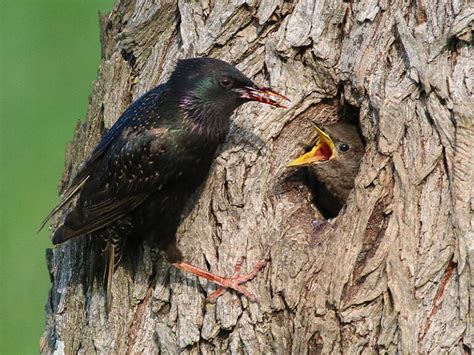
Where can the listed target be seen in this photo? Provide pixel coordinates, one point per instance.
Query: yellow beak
(322, 151)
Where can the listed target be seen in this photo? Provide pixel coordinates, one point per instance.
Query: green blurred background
(49, 56)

######

▸ **Task details**:
Output the listing above exactly, excluding all pictures.

▸ **Written response**:
Where can the listed target be seen in this photo? Provide pixel coordinates, one point per instance.
Query: yellow beak
(322, 151)
Where can the listed target be seen in this photo? Provide pixel coordinates, one point per instance.
Query: green blurred background
(49, 56)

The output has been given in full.